BEGIN Selected extract
In other words, in the two decades up to this moment, Israel has had total freedom to operate in the area to ensure its security against Hezbollah. However, without the deal, the terror pseudo-state to its north would suddenly have enjoyed “international legitimacy” to challenge Israel. That sounds very serious—and certainly warrants ceding territory with potential energy resources under threat of force to a terrorist group that is stockpiling and pointing tens of thousands of rockets at you.
Needless to say, the Lebanese side disagrees with the Israeli reading. Instead, it claims another point on land farther south at Naqoura. Squaring this circle, probably with some creative language, is what the U.S. mediator likely has been busy figuring out.
Meanwhile, Israeli Defense Minister Benny Gantz was spit-balling another set of talkers: “This is an agreement whose essence is economic,” Gantz said last week. “And if it is signed, we, as well as Lebanon and its citizens, who are suffering from a severe crisis, will enjoy it for years to come.” The logic here was that if Lebanon gets its rig in its Block 9 opposite Israel’s rig at Karish, then Hezbollah will have a stake in maintaining calm and smooth operation of both rigs. So, in the future, if Hezbollah attacks Israeli energy infrastructure, Israel can target a gas rig owned and operated by France’s Total—putting France on Hezbollah’s side.
This pretense of hard security and pseudo-deterrence posture rang even more hollow as it clashed with another key government talker: that Israel had to conclude this awful deal ASAP if it wanted to avoid a new war with Hezbollah. An IDF official sent out to make this pitch put it this way: “There is an urgency and a necessity to reach an agreement in the near future and without delay, in order to prevent an escalation of security [dangers], which is [otherwise] highly likely, and to utilize the unique window of opportunity to reach an agreement.”
END Selected extract
BEGIN Dataset
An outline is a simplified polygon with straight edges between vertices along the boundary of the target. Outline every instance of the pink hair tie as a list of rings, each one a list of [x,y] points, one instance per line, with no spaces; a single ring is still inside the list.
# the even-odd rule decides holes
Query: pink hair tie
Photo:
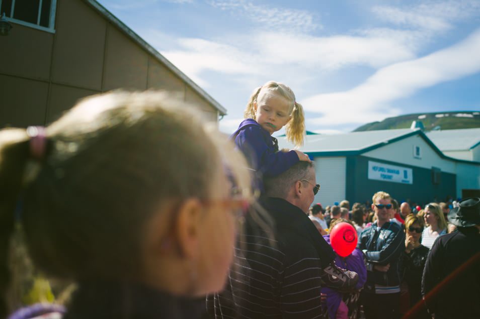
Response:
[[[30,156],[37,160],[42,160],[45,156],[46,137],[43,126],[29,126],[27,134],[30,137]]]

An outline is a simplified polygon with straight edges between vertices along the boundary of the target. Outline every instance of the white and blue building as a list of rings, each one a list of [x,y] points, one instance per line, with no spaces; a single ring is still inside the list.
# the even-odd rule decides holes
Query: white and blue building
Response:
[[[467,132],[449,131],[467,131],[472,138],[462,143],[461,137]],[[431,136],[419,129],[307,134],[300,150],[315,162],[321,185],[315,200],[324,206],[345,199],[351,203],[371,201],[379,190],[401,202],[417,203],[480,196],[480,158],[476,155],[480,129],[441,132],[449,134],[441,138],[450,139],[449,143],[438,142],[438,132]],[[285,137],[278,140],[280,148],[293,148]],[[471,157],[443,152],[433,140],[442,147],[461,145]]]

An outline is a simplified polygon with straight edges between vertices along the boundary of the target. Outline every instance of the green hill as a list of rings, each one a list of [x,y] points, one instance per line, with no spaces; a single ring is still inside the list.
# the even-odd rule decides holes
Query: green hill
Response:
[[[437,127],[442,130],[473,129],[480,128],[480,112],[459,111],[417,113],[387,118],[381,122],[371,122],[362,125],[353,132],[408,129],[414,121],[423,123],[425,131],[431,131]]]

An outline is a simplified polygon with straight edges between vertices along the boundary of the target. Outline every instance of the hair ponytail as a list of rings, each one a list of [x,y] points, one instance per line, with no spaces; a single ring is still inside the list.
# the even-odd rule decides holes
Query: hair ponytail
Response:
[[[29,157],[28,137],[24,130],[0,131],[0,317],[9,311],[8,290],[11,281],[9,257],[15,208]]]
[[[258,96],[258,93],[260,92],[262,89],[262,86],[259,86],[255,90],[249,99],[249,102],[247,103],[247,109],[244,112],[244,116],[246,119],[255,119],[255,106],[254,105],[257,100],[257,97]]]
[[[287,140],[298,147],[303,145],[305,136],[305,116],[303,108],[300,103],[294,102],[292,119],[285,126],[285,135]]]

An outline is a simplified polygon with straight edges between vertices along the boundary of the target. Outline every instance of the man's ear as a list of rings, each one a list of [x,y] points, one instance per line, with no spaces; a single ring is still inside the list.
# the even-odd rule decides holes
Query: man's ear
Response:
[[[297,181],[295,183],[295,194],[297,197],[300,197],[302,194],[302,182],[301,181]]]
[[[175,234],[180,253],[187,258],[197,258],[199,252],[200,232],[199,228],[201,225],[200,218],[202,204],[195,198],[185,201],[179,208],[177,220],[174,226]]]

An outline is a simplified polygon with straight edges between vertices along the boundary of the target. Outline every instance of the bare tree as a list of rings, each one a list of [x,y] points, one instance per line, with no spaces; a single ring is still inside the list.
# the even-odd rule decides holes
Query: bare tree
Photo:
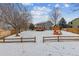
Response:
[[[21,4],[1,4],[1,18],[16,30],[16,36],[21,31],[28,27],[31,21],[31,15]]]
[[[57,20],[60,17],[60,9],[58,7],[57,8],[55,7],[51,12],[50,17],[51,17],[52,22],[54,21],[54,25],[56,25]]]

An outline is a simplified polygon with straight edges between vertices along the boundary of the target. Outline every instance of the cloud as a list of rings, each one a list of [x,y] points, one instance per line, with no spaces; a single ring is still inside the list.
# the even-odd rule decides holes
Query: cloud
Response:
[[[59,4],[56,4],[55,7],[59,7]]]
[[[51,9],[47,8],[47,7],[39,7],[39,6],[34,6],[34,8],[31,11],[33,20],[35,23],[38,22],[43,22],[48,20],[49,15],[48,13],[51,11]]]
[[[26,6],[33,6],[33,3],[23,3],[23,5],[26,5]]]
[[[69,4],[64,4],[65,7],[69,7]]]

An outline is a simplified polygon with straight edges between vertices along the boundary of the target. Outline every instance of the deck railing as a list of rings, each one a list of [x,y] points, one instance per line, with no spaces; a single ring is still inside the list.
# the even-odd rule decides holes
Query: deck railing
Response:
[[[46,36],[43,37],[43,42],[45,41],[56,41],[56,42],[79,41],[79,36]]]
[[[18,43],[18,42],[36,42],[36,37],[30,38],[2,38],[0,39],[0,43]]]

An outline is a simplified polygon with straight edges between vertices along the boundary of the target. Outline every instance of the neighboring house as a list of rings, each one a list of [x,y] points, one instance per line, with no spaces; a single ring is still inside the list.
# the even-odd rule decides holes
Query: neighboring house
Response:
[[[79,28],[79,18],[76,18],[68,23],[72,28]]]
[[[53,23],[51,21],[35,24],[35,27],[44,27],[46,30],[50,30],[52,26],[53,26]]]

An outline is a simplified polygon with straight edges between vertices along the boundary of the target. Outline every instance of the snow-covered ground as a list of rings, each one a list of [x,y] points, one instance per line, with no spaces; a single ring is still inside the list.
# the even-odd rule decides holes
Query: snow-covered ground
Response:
END Dataset
BEGIN Dataset
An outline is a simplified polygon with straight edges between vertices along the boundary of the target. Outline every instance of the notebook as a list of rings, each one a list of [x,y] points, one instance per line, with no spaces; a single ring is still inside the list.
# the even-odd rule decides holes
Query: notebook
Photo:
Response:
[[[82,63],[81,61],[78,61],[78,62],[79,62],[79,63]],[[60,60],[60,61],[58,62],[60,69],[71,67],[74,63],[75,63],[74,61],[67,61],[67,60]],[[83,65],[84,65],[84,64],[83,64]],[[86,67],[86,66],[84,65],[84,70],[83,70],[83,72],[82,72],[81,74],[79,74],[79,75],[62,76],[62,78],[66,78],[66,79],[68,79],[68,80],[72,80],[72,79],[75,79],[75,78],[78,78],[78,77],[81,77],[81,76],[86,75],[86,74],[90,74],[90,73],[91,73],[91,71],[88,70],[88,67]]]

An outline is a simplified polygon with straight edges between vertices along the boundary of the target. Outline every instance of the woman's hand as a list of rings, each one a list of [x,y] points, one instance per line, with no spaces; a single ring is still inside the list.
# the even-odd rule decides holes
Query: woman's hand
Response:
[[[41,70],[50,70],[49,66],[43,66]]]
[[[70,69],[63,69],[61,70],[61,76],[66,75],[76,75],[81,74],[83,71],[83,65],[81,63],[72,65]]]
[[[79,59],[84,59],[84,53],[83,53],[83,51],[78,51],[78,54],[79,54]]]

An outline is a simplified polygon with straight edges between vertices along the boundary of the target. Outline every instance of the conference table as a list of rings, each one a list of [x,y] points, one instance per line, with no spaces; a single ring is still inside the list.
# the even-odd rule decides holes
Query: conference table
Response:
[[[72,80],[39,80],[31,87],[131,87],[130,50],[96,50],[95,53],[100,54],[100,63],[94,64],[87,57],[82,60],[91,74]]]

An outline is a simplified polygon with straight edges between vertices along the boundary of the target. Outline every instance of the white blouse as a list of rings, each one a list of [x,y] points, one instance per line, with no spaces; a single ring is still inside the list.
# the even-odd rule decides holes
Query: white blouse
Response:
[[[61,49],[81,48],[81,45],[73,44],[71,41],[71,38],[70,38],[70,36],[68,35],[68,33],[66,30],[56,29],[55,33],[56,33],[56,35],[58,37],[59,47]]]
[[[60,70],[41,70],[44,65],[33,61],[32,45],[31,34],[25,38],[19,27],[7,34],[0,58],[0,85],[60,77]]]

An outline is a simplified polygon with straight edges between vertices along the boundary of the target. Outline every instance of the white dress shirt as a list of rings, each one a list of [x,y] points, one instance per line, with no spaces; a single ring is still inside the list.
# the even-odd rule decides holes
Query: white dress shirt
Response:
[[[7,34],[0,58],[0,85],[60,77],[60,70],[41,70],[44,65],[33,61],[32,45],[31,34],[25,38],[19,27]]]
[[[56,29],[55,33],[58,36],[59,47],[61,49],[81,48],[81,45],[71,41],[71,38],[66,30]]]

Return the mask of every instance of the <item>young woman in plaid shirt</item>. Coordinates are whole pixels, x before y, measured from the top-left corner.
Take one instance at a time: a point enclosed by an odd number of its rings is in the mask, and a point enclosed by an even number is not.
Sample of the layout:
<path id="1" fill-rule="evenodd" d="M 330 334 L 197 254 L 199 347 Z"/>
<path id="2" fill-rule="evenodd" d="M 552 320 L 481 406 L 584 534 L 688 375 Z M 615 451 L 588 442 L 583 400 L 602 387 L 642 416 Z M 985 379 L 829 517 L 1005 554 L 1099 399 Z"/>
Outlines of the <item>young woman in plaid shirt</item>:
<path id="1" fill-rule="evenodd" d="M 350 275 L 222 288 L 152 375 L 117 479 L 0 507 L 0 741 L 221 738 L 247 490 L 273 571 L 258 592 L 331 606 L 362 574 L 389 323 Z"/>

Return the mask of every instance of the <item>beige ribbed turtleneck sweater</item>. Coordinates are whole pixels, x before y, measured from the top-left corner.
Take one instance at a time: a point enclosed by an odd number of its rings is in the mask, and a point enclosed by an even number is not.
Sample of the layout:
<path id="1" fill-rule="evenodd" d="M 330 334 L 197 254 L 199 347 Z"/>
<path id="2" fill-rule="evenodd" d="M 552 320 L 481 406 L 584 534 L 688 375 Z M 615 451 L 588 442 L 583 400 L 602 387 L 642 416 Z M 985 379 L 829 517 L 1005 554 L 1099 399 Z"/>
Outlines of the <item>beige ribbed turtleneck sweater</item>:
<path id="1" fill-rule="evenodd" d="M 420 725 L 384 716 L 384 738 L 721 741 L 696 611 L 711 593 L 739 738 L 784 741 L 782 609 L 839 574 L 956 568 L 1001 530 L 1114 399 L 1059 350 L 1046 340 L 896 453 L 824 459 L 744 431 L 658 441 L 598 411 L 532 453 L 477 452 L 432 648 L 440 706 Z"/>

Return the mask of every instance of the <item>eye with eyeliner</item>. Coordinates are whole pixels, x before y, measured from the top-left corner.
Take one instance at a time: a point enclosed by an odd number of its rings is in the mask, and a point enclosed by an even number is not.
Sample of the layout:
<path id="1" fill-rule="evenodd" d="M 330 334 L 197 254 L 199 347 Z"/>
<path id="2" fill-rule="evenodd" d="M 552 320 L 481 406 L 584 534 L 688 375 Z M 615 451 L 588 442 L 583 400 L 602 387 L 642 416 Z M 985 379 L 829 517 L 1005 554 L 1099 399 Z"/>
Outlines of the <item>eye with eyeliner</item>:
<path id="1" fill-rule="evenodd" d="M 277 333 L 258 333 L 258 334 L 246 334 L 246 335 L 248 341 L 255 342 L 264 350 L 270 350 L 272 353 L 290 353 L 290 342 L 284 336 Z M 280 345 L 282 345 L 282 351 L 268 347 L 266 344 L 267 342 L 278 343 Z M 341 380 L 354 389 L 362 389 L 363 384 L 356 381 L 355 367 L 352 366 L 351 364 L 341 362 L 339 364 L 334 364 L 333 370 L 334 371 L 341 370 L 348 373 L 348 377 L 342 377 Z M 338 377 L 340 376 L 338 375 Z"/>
END Dataset
BEGIN Dataset
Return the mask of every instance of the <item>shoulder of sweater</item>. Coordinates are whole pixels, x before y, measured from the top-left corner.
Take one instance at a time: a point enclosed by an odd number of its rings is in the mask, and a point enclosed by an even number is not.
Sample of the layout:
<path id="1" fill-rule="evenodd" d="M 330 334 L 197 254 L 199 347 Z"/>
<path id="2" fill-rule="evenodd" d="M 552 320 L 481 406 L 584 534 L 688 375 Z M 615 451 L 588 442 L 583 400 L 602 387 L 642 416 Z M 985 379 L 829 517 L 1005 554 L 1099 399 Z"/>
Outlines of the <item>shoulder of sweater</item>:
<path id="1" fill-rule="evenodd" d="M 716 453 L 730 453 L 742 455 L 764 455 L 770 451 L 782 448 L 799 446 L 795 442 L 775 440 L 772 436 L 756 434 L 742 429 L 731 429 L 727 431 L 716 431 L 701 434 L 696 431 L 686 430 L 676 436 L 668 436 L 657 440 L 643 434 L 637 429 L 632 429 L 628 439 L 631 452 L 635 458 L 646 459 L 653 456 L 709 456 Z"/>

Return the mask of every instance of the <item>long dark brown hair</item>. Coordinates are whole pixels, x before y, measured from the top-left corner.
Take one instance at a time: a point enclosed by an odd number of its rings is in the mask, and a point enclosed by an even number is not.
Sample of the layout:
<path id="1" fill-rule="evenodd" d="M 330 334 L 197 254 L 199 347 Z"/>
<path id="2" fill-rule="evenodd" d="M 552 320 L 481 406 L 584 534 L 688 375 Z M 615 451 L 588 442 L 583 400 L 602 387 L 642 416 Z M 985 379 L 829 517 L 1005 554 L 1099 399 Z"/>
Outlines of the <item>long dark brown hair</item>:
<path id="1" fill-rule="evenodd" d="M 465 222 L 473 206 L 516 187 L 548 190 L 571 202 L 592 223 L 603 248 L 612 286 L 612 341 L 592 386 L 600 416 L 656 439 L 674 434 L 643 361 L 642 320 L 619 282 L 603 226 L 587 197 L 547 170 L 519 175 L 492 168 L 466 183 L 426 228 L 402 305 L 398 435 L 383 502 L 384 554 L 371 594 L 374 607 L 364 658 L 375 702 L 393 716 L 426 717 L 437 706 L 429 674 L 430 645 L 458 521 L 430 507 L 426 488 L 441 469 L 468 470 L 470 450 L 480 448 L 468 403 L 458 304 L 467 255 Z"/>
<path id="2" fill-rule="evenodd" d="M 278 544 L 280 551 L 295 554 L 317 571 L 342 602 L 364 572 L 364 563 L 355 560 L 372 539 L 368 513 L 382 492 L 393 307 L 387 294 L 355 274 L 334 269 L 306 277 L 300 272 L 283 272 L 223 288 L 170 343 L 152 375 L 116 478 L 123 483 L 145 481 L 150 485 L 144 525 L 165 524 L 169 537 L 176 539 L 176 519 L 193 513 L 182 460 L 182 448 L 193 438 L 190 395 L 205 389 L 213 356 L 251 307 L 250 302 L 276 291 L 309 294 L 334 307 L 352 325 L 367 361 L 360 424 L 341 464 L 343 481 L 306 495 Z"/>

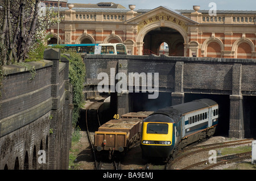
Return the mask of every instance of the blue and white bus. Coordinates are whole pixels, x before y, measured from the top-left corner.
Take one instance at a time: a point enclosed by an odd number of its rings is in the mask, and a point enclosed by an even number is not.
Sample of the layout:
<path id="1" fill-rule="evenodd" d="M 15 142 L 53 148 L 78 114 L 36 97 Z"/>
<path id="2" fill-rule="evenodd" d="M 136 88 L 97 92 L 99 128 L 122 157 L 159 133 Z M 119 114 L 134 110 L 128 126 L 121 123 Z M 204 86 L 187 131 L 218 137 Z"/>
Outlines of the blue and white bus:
END Dataset
▶ [Problem to work on]
Return the full text about the Israel-Lebanon maritime deal word for word. Rely only on the text for what comes next.

▶ [Solved exercise]
In other words, in the two decades up to this moment, Israel has had total freedom to operate in the area to ensure its security against Hezbollah. However, without the deal, the terror pseudo-state to its north would suddenly have enjoyed “international legitimacy” to challenge Israel. That sounds very serious—and certainly warrants ceding territory with potential energy resources under threat of force to a terrorist group that is stockpiling and pointing tens of thousands of rockets at you.
Needless to say, the Lebanese side disagrees with the Israeli reading. Instead, it claims another point on land farther south at Naqoura. Squaring this circle, probably with some creative language, is what the U.S. mediator likely has been busy figuring out.
Meanwhile, Israeli Defense Minister Benny Gantz was spit-balling another set of talkers: “This is an agreement whose essence is economic,” Gantz said last week. “And if it is signed, we, as well as Lebanon and its citizens, who are suffering from a severe crisis, will enjoy it for years to come.” The logic here was that if Lebanon gets its rig in its Block 9 opposite Israel’s rig at Karish, then Hezbollah will have a stake in maintaining calm and smooth operation of both rigs. So, in the future, if Hezbollah attacks Israeli energy infrastructure, Israel can target a gas rig owned and operated by France’s Total—putting France on Hezbollah’s side.
This pretense of hard security and pseudo-deterrence posture rang even more hollow as it clashed with another key government talker: that Israel had to conclude this awful deal ASAP if it wanted to avoid a new war with Hezbollah. An IDF official sent out to make this pitch put it this way: “There is an urgency and a necessity to reach an agreement in the near future and without delay, in order to prevent an escalation of security [dangers], which is [otherwise] highly likely, and to utilize the unique window of opportunity to reach an agreement.”